Work to be completed ▸ Your answer must be the records below repeated word for word, with no pictures in it.

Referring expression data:
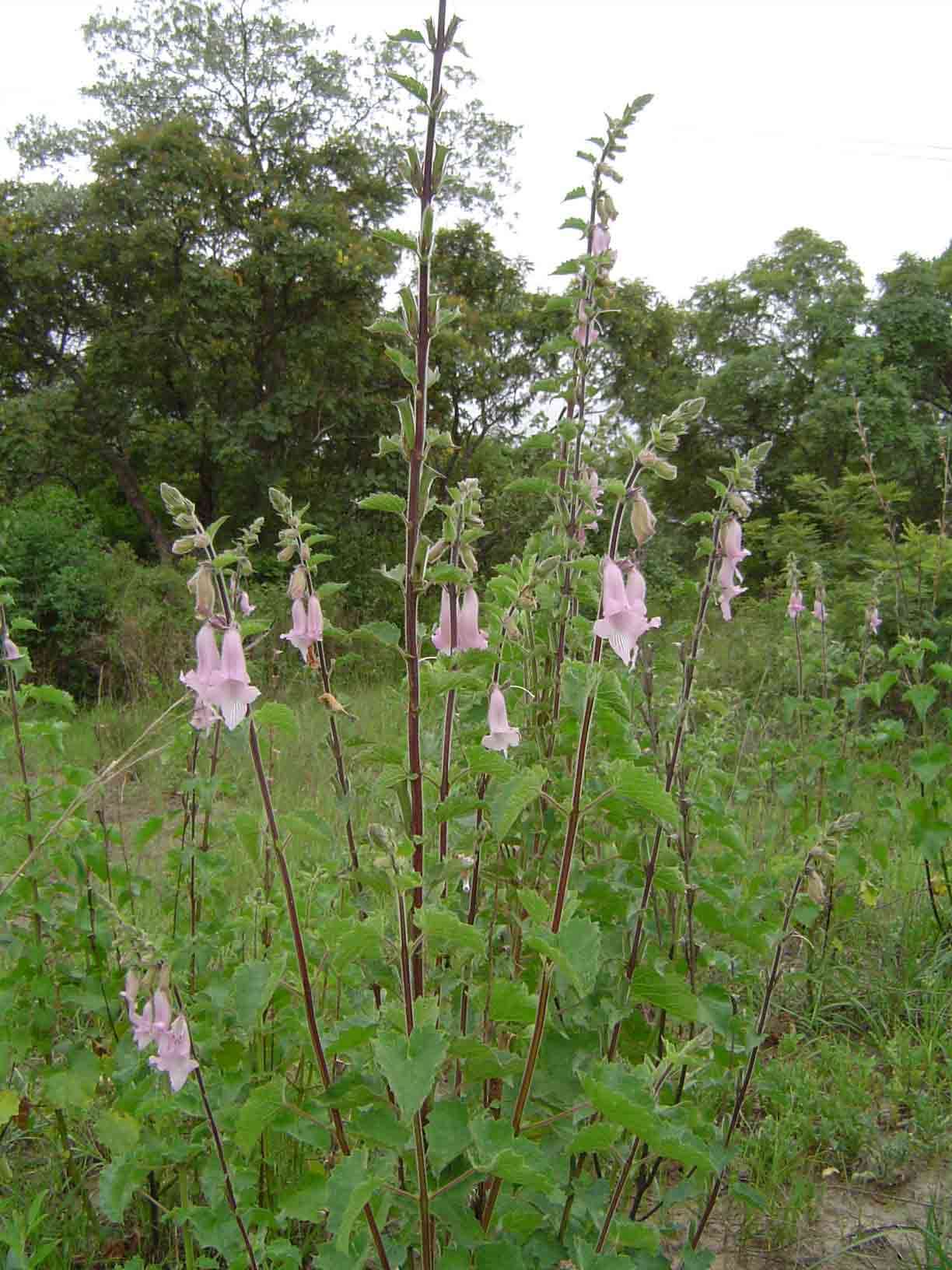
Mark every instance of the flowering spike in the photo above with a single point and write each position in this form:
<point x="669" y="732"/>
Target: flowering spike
<point x="500" y="735"/>
<point x="231" y="689"/>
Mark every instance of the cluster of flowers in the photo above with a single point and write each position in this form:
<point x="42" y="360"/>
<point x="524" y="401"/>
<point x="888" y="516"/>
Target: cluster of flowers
<point x="796" y="607"/>
<point x="220" y="681"/>
<point x="155" y="1025"/>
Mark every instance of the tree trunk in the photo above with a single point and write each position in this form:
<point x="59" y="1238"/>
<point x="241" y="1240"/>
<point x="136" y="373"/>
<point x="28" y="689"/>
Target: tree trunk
<point x="130" y="486"/>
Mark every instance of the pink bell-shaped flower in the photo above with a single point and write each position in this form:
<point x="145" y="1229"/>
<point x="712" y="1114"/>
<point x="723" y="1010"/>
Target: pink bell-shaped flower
<point x="174" y="1054"/>
<point x="231" y="689"/>
<point x="500" y="735"/>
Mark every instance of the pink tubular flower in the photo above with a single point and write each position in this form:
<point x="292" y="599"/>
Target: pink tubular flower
<point x="600" y="239"/>
<point x="624" y="612"/>
<point x="156" y="1014"/>
<point x="231" y="689"/>
<point x="729" y="576"/>
<point x="207" y="665"/>
<point x="174" y="1054"/>
<point x="467" y="624"/>
<point x="500" y="735"/>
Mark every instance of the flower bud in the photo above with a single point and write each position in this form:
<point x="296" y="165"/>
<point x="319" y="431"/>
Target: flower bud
<point x="642" y="518"/>
<point x="202" y="587"/>
<point x="297" y="583"/>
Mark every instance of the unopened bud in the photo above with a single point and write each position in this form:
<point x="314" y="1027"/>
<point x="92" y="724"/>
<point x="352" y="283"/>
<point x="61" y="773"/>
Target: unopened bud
<point x="642" y="518"/>
<point x="297" y="583"/>
<point x="202" y="587"/>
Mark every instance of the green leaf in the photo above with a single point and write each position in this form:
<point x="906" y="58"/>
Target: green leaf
<point x="261" y="1107"/>
<point x="922" y="697"/>
<point x="273" y="714"/>
<point x="118" y="1183"/>
<point x="411" y="86"/>
<point x="383" y="503"/>
<point x="72" y="1089"/>
<point x="305" y="1202"/>
<point x="118" y="1131"/>
<point x="927" y="763"/>
<point x="508" y="799"/>
<point x="447" y="1133"/>
<point x="665" y="991"/>
<point x="253" y="987"/>
<point x="512" y="1002"/>
<point x="448" y="934"/>
<point x="349" y="1188"/>
<point x="9" y="1105"/>
<point x="410" y="1066"/>
<point x="645" y="789"/>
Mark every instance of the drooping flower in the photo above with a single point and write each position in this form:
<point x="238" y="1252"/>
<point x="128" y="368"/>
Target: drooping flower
<point x="156" y="1014"/>
<point x="467" y="624"/>
<point x="733" y="552"/>
<point x="174" y="1054"/>
<point x="299" y="635"/>
<point x="231" y="689"/>
<point x="624" y="612"/>
<point x="500" y="735"/>
<point x="207" y="665"/>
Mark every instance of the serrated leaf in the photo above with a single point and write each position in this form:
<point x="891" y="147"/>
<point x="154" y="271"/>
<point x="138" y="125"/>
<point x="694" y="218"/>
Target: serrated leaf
<point x="646" y="791"/>
<point x="508" y="799"/>
<point x="273" y="714"/>
<point x="448" y="934"/>
<point x="512" y="1002"/>
<point x="447" y="1133"/>
<point x="383" y="502"/>
<point x="410" y="1066"/>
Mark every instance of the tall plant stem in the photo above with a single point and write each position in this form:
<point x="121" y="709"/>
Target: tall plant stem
<point x="414" y="494"/>
<point x="303" y="974"/>
<point x="689" y="665"/>
<point x="572" y="831"/>
<point x="338" y="751"/>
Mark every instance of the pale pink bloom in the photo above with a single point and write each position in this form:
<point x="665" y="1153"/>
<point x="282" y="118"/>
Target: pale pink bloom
<point x="156" y="1014"/>
<point x="207" y="665"/>
<point x="315" y="620"/>
<point x="231" y="689"/>
<point x="299" y="634"/>
<point x="469" y="623"/>
<point x="176" y="1054"/>
<point x="624" y="612"/>
<point x="500" y="735"/>
<point x="733" y="552"/>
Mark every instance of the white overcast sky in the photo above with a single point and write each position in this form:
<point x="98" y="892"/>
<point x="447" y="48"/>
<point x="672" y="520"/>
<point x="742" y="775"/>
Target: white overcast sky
<point x="765" y="117"/>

Solution below ▸
Mark every instance of the flowering spike in the photo above with a single point and write each position in this form:
<point x="669" y="732"/>
Target: flowering spike
<point x="500" y="735"/>
<point x="231" y="689"/>
Mark every instance of the cluster of flowers in the photo above with a single point and write each position in this form:
<point x="42" y="360"/>
<point x="524" y="401"/>
<point x="888" y="516"/>
Target: cluster of flowers
<point x="796" y="607"/>
<point x="220" y="681"/>
<point x="155" y="1025"/>
Mark every instance of the tree trunk in the photo above with a single point and write each position in this form:
<point x="59" y="1238"/>
<point x="241" y="1240"/>
<point x="136" y="373"/>
<point x="28" y="689"/>
Target: tree trunk
<point x="130" y="486"/>
Mark every instance of the pink bell-shaped flower in the photo above with a single point and write each position in this form:
<point x="145" y="1229"/>
<point x="712" y="1114"/>
<point x="723" y="1010"/>
Target: pink bell-shaped flower
<point x="174" y="1054"/>
<point x="231" y="689"/>
<point x="500" y="735"/>
Mark every instance of the pink tubular flower in the photo above with a single point and write each position in this form:
<point x="292" y="599"/>
Target: pink tubular flower
<point x="600" y="239"/>
<point x="624" y="612"/>
<point x="156" y="1014"/>
<point x="231" y="689"/>
<point x="729" y="576"/>
<point x="207" y="665"/>
<point x="174" y="1054"/>
<point x="467" y="624"/>
<point x="500" y="735"/>
Mark every instance of the flower bud in the photo above with a single point and write each position in this form:
<point x="296" y="165"/>
<point x="319" y="431"/>
Target: flower bud
<point x="642" y="518"/>
<point x="202" y="587"/>
<point x="297" y="583"/>
Mark every instance of the unopened bud in the photo above with a single point and write each position in this form:
<point x="314" y="1027"/>
<point x="92" y="724"/>
<point x="352" y="283"/>
<point x="61" y="773"/>
Target: unopened bud
<point x="642" y="518"/>
<point x="297" y="583"/>
<point x="202" y="587"/>
Mark every instance of the green leaf in the photo above with a single point and write each position in this form:
<point x="906" y="58"/>
Target: green leaf
<point x="261" y="1107"/>
<point x="922" y="697"/>
<point x="273" y="714"/>
<point x="118" y="1183"/>
<point x="411" y="86"/>
<point x="383" y="503"/>
<point x="72" y="1089"/>
<point x="305" y="1202"/>
<point x="118" y="1131"/>
<point x="927" y="763"/>
<point x="508" y="799"/>
<point x="447" y="1133"/>
<point x="665" y="991"/>
<point x="253" y="987"/>
<point x="512" y="1002"/>
<point x="448" y="934"/>
<point x="349" y="1188"/>
<point x="9" y="1105"/>
<point x="410" y="1066"/>
<point x="645" y="789"/>
Mark every instance of the drooping flower in the photo above with a single point and write each position in this form:
<point x="238" y="1252"/>
<point x="128" y="368"/>
Target: drooping flower
<point x="156" y="1014"/>
<point x="467" y="624"/>
<point x="733" y="552"/>
<point x="174" y="1054"/>
<point x="299" y="635"/>
<point x="231" y="689"/>
<point x="624" y="612"/>
<point x="500" y="735"/>
<point x="207" y="665"/>
Mark every instance of the serrated leaf in the photo above with a single point and write each position in this form:
<point x="891" y="147"/>
<point x="154" y="271"/>
<point x="138" y="125"/>
<point x="694" y="218"/>
Target: serrated leaf
<point x="646" y="791"/>
<point x="508" y="799"/>
<point x="273" y="714"/>
<point x="448" y="934"/>
<point x="512" y="1002"/>
<point x="447" y="1133"/>
<point x="383" y="502"/>
<point x="410" y="1066"/>
Mark every instance of the tall plant stem in the photo above with a single point and write each position in this form:
<point x="121" y="709"/>
Target: tall plant stem
<point x="414" y="494"/>
<point x="303" y="974"/>
<point x="689" y="665"/>
<point x="572" y="831"/>
<point x="338" y="751"/>
Mark every instance of the pale pink bloom in the photo above with a single point and write each position in this form:
<point x="665" y="1153"/>
<point x="282" y="118"/>
Target: pale pink bloom
<point x="156" y="1014"/>
<point x="207" y="665"/>
<point x="315" y="620"/>
<point x="231" y="689"/>
<point x="299" y="634"/>
<point x="469" y="623"/>
<point x="176" y="1054"/>
<point x="624" y="612"/>
<point x="500" y="735"/>
<point x="733" y="552"/>
Mark every instance of the white overcast sky in the photo above with a single point and write each position in this form:
<point x="98" y="892"/>
<point x="447" y="48"/>
<point x="672" y="520"/>
<point x="742" y="775"/>
Target: white overcast sky
<point x="765" y="117"/>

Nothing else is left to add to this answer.